[TEXT EXCERPT]:

- He is the first Indian recipient of the award for critical thinking and upholding human values.
Veteran lyricist, screenwriter and poet, Javed Akhtar, has become the first Indian to win the Richard Dawkins Award, presented annually by the Center for Inquiry (CFI). The award felicitates a distinguished individual “who publicly proclaims the values of secularism and rationalism, upholding scientific truth wherever it may lead.”
A respected social commentator, activist, rationalist and a free thinker, Akhtar has never shied away from expressing his views on politics, religion, and public life in India and the world. He has often spoken out against religious fundamentalism and restrictions on freedom of speech. He has been vocal critic of India’s controversial citizenship laws as well as the rampant growth of Islamophobia in the country.
The award is named after British evolutionary biologist and author Richard Dawkins, known for his landmark book, “The Selfish Gene” (1976) and his advocacy of atheism and scientific thinking. The award by established in 2003 by the Atheist Alliance of America, and was moved to the Center for Inquiry last year.
Previous recipients of the award include thinker and magician James Randi, writer, producer, and director Ann Druyan, TV host Bill Maher and writer-journalist Christopher Hitchens.
Akhtar’s wife Shabana Azmi took to Twitter to announce the award. “Javed Akhtar wins Richard Dawkins Award 2020 for critical thinking, holding religious dogma up to scrutiny, advancing human progress and humanist values. Awesome,” she tweeted on June 7.
Similarly, Akhtar’s children — director, producer, actor and singer Farhan Khan, and director Zoya Akhtar took to the microblogging site to congratulate their father.
Akhtar told Indian media that his win will tell the world that there are people in India who express views which are sometimes not popular. “Democracy has given us a gift, and we will always protect it.”

[DATA FOR ANALYSIS]:
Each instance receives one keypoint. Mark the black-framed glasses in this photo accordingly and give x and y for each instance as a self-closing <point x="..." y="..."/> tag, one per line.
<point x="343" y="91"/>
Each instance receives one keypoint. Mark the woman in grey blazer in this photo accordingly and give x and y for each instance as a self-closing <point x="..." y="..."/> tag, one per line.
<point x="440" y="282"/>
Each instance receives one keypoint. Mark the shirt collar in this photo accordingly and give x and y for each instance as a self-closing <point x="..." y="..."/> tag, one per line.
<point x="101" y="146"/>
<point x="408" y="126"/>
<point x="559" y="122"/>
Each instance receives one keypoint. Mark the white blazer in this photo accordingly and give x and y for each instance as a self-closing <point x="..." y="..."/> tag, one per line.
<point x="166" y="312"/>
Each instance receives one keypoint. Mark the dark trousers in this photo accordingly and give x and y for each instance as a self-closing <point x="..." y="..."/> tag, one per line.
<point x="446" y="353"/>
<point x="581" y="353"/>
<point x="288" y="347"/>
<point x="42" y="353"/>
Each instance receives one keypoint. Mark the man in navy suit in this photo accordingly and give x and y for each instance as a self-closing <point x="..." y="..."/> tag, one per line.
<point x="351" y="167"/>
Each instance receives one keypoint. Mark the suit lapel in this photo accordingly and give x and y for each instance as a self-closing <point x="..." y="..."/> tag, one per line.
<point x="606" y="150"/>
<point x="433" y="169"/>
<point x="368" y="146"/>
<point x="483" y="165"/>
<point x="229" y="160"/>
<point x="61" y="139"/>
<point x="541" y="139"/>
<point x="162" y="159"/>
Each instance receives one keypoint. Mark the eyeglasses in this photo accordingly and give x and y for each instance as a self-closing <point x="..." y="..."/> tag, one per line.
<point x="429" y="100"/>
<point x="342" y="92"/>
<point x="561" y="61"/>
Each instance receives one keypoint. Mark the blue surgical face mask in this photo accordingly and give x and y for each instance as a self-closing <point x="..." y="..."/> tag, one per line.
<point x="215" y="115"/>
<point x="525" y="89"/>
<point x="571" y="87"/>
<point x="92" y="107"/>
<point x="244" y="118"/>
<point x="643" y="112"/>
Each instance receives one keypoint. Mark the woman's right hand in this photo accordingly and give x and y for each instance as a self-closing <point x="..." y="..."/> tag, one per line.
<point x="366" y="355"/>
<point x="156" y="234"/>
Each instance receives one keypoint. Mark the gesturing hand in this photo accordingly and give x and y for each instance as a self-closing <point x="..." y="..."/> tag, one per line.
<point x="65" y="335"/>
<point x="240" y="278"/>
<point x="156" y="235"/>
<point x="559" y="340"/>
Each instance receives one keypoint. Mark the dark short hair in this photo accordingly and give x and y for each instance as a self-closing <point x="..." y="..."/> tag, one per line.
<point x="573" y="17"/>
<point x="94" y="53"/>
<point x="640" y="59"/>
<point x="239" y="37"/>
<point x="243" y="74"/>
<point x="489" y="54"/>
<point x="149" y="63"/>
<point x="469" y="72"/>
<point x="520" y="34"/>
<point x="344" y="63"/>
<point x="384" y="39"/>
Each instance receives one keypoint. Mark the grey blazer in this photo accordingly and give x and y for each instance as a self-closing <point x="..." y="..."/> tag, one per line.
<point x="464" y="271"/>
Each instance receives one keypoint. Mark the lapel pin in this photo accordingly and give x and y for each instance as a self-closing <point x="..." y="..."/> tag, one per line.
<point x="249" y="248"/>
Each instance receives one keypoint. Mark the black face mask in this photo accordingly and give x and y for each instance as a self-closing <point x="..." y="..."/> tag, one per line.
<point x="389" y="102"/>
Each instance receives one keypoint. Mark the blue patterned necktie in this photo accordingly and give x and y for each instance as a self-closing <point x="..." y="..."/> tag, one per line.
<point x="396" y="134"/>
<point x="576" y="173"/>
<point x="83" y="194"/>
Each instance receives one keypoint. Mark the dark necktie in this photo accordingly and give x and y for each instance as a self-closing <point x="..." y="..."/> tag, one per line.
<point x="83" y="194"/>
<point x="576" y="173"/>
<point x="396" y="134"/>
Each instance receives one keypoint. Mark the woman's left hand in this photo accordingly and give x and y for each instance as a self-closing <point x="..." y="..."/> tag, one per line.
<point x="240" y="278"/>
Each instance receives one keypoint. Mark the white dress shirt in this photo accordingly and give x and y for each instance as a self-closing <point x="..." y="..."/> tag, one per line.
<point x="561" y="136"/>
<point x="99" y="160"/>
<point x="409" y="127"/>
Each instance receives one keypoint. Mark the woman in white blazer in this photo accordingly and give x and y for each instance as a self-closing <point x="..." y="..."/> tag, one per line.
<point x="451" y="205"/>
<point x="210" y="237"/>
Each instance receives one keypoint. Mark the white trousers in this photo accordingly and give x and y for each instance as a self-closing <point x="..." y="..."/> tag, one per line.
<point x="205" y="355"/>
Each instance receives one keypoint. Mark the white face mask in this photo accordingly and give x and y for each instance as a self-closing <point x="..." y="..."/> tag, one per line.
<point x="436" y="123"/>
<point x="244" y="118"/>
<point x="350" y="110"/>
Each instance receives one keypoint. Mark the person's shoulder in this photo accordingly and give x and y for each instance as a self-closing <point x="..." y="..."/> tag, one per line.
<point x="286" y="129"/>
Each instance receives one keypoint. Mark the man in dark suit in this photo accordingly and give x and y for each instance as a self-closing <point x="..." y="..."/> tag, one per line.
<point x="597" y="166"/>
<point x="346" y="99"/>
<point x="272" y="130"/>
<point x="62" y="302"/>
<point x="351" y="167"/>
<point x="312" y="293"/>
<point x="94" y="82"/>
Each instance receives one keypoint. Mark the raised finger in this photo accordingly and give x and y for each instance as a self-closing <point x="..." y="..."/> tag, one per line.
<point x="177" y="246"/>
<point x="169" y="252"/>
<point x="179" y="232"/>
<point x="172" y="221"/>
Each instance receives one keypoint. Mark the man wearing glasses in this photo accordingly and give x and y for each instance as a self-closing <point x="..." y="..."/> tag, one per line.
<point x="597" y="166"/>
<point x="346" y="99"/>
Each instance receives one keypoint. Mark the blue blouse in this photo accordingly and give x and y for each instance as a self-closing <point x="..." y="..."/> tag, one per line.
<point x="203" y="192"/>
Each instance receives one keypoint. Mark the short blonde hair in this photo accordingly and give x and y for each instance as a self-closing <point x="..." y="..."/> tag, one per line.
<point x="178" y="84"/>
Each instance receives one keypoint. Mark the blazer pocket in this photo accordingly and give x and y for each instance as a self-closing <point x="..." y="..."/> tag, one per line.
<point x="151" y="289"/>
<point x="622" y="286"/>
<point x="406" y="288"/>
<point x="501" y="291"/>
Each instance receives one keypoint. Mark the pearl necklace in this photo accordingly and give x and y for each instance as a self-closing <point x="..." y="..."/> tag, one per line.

[TASK INSTRUCTIONS]:
Can you pick up the article on Javed Akhtar's Richard Dawkins Award after its last sentence and carry it on?

[RESULT]:
He told NDTV that he wasn’t sure “that these people would know what I am saying, what I am writing, what I am speaking from different podiums. But thank you very much. Mr. Richard Dawkins’ letter was a very very pleasant surprise.”
Akhtar told the Hindustan Times that he’s been atheist for many years, and has been following Dawkin’s work. He told the Hindustan Times that Dawkin’s “God Delusion,” was “the first book I read in my life, written by an atheist. There was so much in the book that I used to think about myself, and then there was so much that I had learnt from the book.”
Akhtar belongs to a family lineage that can be traced back to seven generations of writers. The highly-respected Urdu poet Majaz was his mother’s brother and the work of Muzter Khairabadi, his grandfather, is looked upon as a milestone in Urdu poetry. A former Member of Parliament, Akhtar was the leading force behind the Copyright Amendment bill that restores dignity to lyrics and music composers. He is the recipient of five National Awards for best lyricist, 15 Filmfare Awards for Best Script Writer and Best Lyricist, a Sahitya Akademi Award, the Padma Bhushan and the Padma Shri.
Some of Akhtar’s most successful works were in the late 1970s and 1980s with Salim Khan as half of the script-writing duo credited as Salim-Javed.His recent works include “Lagaan: Once Upon a Time in India” (2001), “Om Shanti Om” (2007) and “Jodhaa Akbar” (2008).